[START Information given]
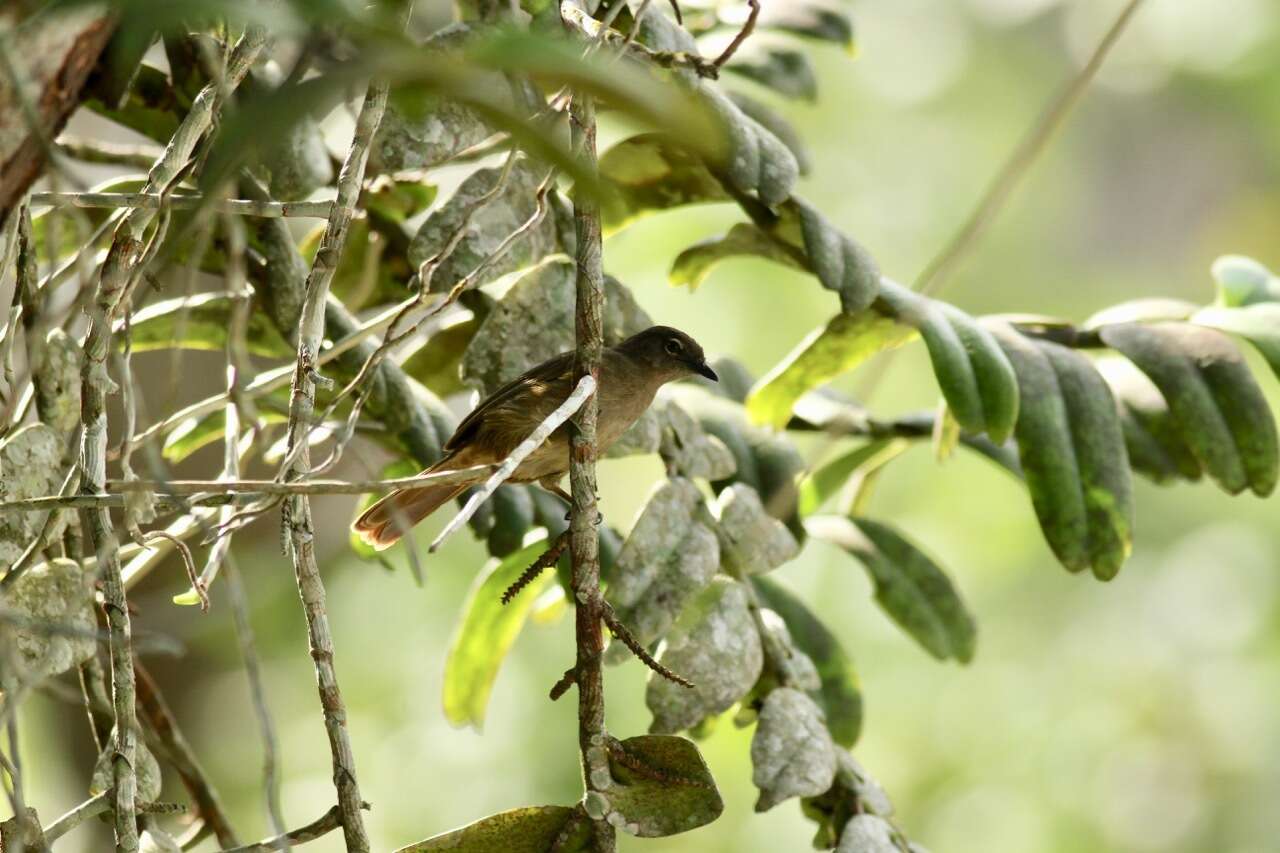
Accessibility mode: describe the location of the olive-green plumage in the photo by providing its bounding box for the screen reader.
[352,325,716,549]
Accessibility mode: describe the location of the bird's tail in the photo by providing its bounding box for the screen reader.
[351,484,467,551]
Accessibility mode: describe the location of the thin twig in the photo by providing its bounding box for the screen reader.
[602,602,695,688]
[502,529,568,605]
[429,374,595,553]
[914,0,1142,293]
[219,803,369,853]
[713,0,760,68]
[31,192,333,219]
[227,555,287,849]
[134,663,239,847]
[273,68,389,853]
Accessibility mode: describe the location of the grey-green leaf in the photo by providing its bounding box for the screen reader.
[714,483,800,575]
[751,688,836,812]
[608,476,721,650]
[881,280,1018,443]
[645,576,764,734]
[805,516,977,663]
[751,576,863,747]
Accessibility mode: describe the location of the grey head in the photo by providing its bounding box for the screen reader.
[614,325,719,382]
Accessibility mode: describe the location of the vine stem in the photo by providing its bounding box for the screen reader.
[282,74,388,853]
[568,95,617,853]
[915,0,1143,293]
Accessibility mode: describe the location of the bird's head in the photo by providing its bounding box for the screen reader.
[617,325,719,382]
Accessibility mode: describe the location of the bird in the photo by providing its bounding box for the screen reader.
[351,325,718,551]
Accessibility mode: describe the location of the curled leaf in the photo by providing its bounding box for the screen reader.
[604,735,724,838]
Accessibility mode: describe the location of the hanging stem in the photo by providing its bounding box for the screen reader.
[568,89,617,853]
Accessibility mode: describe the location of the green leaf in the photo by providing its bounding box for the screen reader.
[396,806,595,853]
[746,311,915,429]
[751,576,863,747]
[992,324,1133,580]
[667,222,801,289]
[401,311,480,397]
[1190,302,1280,378]
[728,92,813,174]
[408,156,572,293]
[1101,323,1280,496]
[724,41,818,102]
[881,280,1018,443]
[1094,356,1203,483]
[805,515,977,663]
[445,538,553,722]
[1212,255,1280,307]
[604,735,724,838]
[120,293,293,359]
[799,438,910,516]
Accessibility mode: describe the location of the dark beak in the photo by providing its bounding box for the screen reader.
[689,361,719,382]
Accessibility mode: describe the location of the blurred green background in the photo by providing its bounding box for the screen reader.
[22,0,1280,853]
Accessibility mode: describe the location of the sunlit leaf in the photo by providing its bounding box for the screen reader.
[746,311,915,429]
[396,806,595,853]
[445,539,553,722]
[1190,298,1280,377]
[120,293,294,359]
[1212,255,1280,307]
[1101,323,1280,496]
[799,438,908,516]
[805,515,977,663]
[401,311,480,397]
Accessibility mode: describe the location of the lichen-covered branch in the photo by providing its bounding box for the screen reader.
[275,73,388,852]
[568,95,617,853]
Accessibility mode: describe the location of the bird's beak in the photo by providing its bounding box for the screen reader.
[690,361,719,382]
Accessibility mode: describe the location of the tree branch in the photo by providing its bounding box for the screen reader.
[568,95,617,853]
[282,71,388,853]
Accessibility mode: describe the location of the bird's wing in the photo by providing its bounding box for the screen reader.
[444,352,573,459]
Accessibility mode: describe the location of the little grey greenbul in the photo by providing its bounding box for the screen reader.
[352,325,717,549]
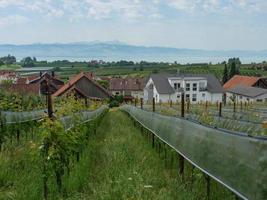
[END Information given]
**What you need to do:**
Please format the lines above as a Markdown table with the columns Row and Text, giving each line a row number, skipping blank lines, and leaving the pictures out.

**Task answer:**
| Row | Text |
|---|---|
| 1 | Accessibility mode: describe the location of the olive-green plumage in the photo by providing its bounding box for the screen reader. |
| 2 | [352,325,716,549] |
| 3 | Accessibility mode: describe the location of the bird's tail in the photo by providing its bounding box for the screen reader. |
| 4 | [351,484,467,551] |
| 5 | Accessibility mode: describe the location of the thin twig in the photo by providing its bounding box for the screen reader. |
| 6 | [602,602,695,688] |
| 7 | [502,529,568,605] |
| 8 | [429,374,595,553] |
| 9 | [914,0,1142,293] |
| 10 | [219,803,369,853] |
| 11 | [713,0,760,68] |
| 12 | [31,192,333,219] |
| 13 | [227,555,287,849] |
| 14 | [134,663,239,847] |
| 15 | [273,68,389,853] |
| 16 | Accessibility mode: describe the location of the grey-green leaf in the photo by providing its bounding box for the screen reader. |
| 17 | [714,483,800,575] |
| 18 | [751,688,836,812] |
| 19 | [608,476,721,650] |
| 20 | [881,280,1018,443] |
| 21 | [645,576,764,734] |
| 22 | [805,516,977,663] |
| 23 | [751,576,863,747] |
| 24 | Accessibility mode: describe the location of the grey head in the photo by providing its bounding box for the screen reader. |
| 25 | [614,325,719,382] |
| 26 | Accessibility mode: describe the location of the vine stem in the photo by providing its bounding box for the screen reader. |
| 27 | [282,74,388,853] |
| 28 | [568,95,617,853] |
| 29 | [915,0,1143,293] |
| 30 | Accessibility mode: describe the location of the bird's head in the photo by providing its bounding box for the screen reader. |
| 31 | [617,325,719,382] |
| 32 | Accessibility mode: describe the location of the bird in the photo by providing its bounding box for the screen reader. |
| 33 | [351,325,718,551] |
| 34 | Accessibility mode: describe the location of the curled leaf in the photo by providing its bounding box for the screen reader. |
| 35 | [604,735,724,838] |
| 36 | Accessibility mode: describe the location of the hanging stem in the photo by providing its bounding box for the screen reader. |
| 37 | [568,89,617,853] |
| 38 | Accessibility mode: describe the location of the green leaf in the photo by providing its bounding box for the screen reader. |
| 39 | [396,806,595,853] |
| 40 | [746,311,915,429] |
| 41 | [751,576,863,747] |
| 42 | [992,324,1133,580] |
| 43 | [667,222,801,289] |
| 44 | [401,311,480,397] |
| 45 | [1190,302,1280,378] |
| 46 | [728,92,813,174] |
| 47 | [408,156,572,293] |
| 48 | [1101,323,1280,496] |
| 49 | [724,41,818,102] |
| 50 | [881,280,1018,443] |
| 51 | [1094,356,1203,483] |
| 52 | [805,515,977,663] |
| 53 | [445,538,553,722] |
| 54 | [1212,255,1280,307] |
| 55 | [604,735,724,838] |
| 56 | [120,293,293,359] |
| 57 | [799,438,910,516] |
| 58 | Accessibility mode: describe the location of the dark beak in the photo by providing its bounding box for the screen reader. |
| 59 | [689,361,719,382] |
| 60 | Accessibility mode: describe the location of the blurred green background in the photo by providing its bounding box for the screen reader. |
| 61 | [22,0,1280,853] |
| 62 | Accessibility mode: describe the location of the sunlit leaf in the photo by providing its bounding box for the screen reader. |
| 63 | [746,311,915,429] |
| 64 | [396,806,595,853] |
| 65 | [445,539,553,722] |
| 66 | [1190,298,1280,377] |
| 67 | [120,293,294,359] |
| 68 | [1212,255,1280,307] |
| 69 | [1101,323,1280,496] |
| 70 | [799,438,908,516] |
| 71 | [805,515,977,663] |
| 72 | [401,311,480,397] |
| 73 | Accessibility mode: describe the location of the lichen-covered branch in the photo by providing its bounding box for the screen reader. |
| 74 | [275,73,388,852] |
| 75 | [568,95,617,853] |
| 76 | Accessibility mode: describe the location of the bird's beak in the photo by providing its bounding box for the screen reader. |
| 77 | [690,361,719,382] |
| 78 | Accessibility mode: describe the location of the tree branch in the photo by providing its bounding box for the screen reader. |
| 79 | [568,95,617,853] |
| 80 | [282,71,388,853] |
| 81 | Accessibility mode: describe the location of the bird's wing in the photo by providing its bounding box for the screen reader. |
| 82 | [444,352,573,459] |
| 83 | Accessibility mode: describe the location of the little grey greenbul in the photo by providing its bounding box for the screen reader. |
| 84 | [352,325,717,549] |